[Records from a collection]
==*==

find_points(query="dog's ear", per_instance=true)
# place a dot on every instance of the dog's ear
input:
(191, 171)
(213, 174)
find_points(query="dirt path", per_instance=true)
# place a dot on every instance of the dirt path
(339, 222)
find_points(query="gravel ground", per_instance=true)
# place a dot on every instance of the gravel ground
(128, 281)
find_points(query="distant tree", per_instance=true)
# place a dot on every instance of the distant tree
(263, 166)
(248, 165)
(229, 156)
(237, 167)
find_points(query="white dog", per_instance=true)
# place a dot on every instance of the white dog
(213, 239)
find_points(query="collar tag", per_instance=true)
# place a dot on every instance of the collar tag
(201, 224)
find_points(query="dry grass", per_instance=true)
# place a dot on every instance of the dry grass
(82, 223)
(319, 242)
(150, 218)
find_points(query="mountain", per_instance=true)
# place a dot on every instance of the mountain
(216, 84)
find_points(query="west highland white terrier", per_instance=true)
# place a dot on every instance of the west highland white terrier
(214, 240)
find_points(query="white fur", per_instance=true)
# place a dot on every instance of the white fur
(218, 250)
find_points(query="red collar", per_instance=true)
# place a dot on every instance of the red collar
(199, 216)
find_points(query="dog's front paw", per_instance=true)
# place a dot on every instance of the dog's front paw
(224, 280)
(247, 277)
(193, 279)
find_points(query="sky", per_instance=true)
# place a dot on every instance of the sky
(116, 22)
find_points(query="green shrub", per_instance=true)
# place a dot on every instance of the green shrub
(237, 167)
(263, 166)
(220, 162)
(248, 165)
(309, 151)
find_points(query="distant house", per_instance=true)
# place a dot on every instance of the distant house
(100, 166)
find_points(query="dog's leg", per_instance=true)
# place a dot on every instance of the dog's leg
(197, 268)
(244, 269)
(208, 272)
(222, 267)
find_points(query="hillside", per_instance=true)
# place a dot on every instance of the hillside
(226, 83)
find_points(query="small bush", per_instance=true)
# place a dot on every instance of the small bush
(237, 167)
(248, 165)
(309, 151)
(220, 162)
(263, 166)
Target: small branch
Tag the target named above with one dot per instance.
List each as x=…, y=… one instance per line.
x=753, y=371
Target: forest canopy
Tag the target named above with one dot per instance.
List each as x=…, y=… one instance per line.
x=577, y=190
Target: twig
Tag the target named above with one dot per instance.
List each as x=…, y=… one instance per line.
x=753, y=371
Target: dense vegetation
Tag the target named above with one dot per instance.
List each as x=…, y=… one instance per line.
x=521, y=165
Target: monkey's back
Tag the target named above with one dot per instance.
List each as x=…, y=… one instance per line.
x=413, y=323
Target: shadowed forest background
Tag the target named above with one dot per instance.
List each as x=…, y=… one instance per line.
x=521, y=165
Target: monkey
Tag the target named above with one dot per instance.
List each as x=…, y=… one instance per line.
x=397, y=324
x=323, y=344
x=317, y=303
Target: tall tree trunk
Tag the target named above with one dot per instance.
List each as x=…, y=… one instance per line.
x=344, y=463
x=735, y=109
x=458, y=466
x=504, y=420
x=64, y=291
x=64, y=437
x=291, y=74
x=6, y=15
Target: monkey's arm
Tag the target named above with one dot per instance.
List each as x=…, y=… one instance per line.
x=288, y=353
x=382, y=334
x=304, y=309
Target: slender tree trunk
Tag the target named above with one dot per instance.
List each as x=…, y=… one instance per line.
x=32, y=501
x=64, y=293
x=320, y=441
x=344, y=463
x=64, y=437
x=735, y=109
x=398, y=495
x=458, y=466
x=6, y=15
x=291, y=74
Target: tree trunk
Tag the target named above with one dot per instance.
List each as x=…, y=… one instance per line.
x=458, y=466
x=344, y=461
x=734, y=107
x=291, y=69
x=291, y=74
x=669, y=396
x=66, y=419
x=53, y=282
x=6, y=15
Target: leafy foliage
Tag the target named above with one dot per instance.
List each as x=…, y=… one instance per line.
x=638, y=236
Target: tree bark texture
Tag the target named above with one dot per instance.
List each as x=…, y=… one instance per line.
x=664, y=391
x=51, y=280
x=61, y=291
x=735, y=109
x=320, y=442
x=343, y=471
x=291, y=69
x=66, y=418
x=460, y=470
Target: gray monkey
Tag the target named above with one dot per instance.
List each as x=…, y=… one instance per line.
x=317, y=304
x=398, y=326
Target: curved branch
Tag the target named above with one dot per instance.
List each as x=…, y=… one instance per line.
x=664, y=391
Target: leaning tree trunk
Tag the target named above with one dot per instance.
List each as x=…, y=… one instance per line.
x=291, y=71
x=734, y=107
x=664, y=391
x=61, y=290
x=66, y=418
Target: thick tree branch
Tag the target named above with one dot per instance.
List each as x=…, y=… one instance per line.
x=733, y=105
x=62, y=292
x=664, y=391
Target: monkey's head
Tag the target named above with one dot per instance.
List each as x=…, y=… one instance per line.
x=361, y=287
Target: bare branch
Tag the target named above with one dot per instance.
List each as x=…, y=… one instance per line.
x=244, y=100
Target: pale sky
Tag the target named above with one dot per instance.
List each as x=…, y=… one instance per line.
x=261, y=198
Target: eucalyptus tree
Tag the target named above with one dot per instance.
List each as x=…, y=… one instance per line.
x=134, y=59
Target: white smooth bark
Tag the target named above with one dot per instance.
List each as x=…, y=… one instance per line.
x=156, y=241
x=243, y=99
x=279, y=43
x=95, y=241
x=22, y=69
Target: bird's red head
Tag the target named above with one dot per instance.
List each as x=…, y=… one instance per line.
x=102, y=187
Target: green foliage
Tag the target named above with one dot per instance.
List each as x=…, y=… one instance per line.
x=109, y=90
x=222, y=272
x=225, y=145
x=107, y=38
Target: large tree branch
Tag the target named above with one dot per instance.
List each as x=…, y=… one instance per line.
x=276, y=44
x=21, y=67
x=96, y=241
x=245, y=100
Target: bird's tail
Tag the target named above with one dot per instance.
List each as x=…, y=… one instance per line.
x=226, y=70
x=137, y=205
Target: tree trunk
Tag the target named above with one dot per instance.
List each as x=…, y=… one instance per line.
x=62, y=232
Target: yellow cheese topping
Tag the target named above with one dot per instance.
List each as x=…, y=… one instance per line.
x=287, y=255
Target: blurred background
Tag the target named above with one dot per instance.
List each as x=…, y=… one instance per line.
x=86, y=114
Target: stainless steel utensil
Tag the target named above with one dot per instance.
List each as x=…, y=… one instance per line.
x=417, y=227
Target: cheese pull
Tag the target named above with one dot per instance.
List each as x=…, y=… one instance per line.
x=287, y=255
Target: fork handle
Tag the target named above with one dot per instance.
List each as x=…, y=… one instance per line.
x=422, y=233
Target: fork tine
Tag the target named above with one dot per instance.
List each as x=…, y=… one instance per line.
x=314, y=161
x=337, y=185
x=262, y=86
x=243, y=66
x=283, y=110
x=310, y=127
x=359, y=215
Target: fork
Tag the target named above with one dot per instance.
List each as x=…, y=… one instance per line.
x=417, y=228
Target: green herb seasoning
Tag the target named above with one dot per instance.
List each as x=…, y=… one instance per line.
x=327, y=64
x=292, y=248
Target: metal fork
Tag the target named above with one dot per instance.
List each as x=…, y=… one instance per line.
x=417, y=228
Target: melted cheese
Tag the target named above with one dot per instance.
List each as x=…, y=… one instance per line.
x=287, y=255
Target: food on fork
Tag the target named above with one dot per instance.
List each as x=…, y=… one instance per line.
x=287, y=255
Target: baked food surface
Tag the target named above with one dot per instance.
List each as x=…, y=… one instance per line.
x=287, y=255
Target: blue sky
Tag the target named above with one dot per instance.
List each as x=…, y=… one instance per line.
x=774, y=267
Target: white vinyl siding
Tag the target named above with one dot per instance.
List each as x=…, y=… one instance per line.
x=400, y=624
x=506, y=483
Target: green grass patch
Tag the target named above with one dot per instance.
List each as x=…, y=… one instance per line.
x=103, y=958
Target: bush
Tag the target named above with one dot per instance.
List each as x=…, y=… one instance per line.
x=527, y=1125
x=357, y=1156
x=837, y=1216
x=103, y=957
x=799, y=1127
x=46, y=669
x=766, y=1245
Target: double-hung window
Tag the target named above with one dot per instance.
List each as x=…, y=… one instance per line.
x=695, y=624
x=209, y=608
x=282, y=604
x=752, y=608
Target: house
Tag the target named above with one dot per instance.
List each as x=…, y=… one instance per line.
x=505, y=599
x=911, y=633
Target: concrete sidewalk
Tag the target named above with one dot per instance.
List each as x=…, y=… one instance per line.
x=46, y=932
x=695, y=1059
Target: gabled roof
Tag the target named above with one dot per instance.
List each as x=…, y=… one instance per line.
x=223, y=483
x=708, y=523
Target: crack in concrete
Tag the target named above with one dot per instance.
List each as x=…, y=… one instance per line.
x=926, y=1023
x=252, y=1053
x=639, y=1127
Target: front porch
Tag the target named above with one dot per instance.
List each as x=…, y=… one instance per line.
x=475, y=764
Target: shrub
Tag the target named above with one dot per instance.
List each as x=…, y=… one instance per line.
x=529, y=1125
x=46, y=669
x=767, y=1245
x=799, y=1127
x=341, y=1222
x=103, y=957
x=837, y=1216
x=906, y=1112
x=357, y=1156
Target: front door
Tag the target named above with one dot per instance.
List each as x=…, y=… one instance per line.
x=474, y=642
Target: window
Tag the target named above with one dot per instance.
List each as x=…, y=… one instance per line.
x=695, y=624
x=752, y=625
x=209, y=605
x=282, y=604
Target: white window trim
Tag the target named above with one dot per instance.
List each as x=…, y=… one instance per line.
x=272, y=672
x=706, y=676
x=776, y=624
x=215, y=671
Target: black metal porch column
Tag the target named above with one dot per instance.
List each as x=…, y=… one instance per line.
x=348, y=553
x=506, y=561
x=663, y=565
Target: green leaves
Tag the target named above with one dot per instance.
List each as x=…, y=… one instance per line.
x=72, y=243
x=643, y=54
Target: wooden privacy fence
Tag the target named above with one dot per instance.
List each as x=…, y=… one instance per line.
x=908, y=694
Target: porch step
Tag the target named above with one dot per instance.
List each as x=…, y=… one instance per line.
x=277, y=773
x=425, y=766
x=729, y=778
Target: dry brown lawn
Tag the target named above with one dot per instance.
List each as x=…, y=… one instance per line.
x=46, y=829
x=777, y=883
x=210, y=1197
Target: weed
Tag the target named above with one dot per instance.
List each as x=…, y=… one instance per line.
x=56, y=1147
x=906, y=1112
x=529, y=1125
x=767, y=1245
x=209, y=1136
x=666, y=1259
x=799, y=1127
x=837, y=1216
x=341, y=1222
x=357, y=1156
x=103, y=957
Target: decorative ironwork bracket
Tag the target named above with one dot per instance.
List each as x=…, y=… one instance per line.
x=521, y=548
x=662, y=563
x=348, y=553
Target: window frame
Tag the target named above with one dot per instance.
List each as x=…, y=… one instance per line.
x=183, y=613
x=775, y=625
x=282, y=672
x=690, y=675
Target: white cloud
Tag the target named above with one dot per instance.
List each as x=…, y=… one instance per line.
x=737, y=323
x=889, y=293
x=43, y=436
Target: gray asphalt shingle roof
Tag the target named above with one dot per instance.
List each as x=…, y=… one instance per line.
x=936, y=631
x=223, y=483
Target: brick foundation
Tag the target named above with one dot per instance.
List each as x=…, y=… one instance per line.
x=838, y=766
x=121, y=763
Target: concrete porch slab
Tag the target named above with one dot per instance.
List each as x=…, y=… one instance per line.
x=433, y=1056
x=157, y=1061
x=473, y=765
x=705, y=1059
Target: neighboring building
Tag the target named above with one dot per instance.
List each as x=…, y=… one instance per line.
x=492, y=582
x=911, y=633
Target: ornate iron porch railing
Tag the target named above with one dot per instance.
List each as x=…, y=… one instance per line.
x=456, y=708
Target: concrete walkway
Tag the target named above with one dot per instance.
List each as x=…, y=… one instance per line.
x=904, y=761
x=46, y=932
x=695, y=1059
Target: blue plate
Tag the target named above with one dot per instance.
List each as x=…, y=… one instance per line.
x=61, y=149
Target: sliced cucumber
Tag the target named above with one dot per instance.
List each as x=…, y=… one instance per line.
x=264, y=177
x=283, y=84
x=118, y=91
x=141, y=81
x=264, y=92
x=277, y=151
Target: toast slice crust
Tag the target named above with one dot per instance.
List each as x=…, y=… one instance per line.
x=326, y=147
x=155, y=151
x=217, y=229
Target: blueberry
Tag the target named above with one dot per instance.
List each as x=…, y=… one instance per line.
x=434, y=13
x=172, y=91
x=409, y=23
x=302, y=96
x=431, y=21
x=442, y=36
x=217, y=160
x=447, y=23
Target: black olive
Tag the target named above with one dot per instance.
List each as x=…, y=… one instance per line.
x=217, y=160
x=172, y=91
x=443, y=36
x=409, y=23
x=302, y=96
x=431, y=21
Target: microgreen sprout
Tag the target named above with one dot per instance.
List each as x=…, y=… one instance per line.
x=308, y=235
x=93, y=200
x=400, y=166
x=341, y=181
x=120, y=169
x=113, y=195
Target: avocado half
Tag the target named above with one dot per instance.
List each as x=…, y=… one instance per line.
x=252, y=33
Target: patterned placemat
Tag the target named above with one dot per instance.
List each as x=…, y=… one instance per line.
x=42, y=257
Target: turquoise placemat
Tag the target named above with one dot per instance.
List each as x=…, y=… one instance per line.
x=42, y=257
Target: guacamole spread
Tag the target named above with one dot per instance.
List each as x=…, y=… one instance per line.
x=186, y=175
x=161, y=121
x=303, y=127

==*==

• **Task to complete**: Render the lines of the records above as a numbered list, starting with the line that contains "Target: pale sky" and ending with the line that contains "x=134, y=59", both included. Leave out any blank lines.

• **Right answer**:
1. Target: pale sky
2. Tag the target named above with one dot per instance.
3. List each as x=…, y=… one instance per line.
4. x=261, y=198
5. Target: eucalyptus tree
6. Tag the target named above with one dot per instance.
7. List each as x=…, y=… one instance per line.
8. x=134, y=59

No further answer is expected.